WHAT TO WORK ON -
a) From the article about physicians running for office, list every step Dr. Sheffield took to ease his patients' costs.
b) Carry the article about physicians running for office forward from its last sentence.

TEXT BLOCK -
|---|

Physicians, Alliance Members Run for Office

 Candidates with a Cure 
Physicians and Alliance Members Run for Office 

Being a family physician in a town of 11,000, J.D. Sheffield, DO (R-Gatesville), knows firsthand how his patients and their families increasingly struggle to afford medications and rising health insurance premiums and copayments. To ease some of the burden, Dr. Sheffield has distributed medication samples, partnered patients with pharmaceutical assistance programs, and used sliding fee schedules.

“But when I didn’t see anything else we could do at the local level, I felt the best position to help them would be in a legislative seat in Austin,” he told Texas Medicine magazine, a monthly publication by the Texas Medical Association (TMA). “My patients’ situation motivated me to run.”

|---|

DATA PROVIDED -

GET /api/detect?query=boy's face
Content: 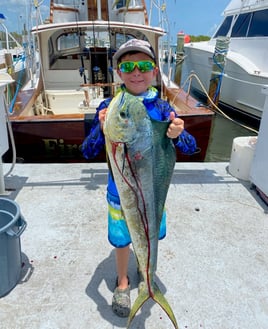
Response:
[117,53,158,95]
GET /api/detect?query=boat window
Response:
[231,13,252,38]
[215,16,233,38]
[248,9,268,37]
[57,33,79,51]
[113,0,141,9]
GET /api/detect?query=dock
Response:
[0,162,268,329]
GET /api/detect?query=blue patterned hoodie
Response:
[82,85,197,200]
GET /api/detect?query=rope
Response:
[171,73,259,134]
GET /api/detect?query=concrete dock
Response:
[0,163,268,329]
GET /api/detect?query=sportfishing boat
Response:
[4,0,213,162]
[184,0,268,122]
[0,13,27,102]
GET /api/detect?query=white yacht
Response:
[184,0,268,121]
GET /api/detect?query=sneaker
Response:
[112,276,131,318]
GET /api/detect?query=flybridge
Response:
[224,0,268,16]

|---|

REPLIES -
a)
- Distributed medication samples
- Partnered patients with pharmaceutical assistance programs
- Used sliding fee schedules

b)
Dr. Sheffield stands among an unprecedented number of physician and TMA Alliance member candidates who ran or are still running for office in the 2012 elections. These physicians, feeling increasing regulatory burdens and other threats to the practice of medicine and good patient care, are trading in the work they do in their exam rooms to address issues in state and national committee rooms.

Representatives are poised to fill as many as eight seats in the Texas House and Senate combined — a first — and keep one seat in the U.S. Congress.

Top goals for these candidates include making health care coverage more affordable across the board, improving patient care, reducing barriers to the patient-physician relationship, and recruiting more physicians to small towns like Gatesville, where medical offices and hospitals are often among the larger employers in the community.

“Government plays an increasingly broad role in the day-to-day lives of patients and physicians,” said Houston emergency physician and TMA leader Arlo Weltge, MD. “In Texas, Medicaid spending makes up the largest portion of the state budget, and second to that is education. So when two-thirds of the budget goes to health care and education, it depends on professionals and leaders in those areas to step up and engage in the process.”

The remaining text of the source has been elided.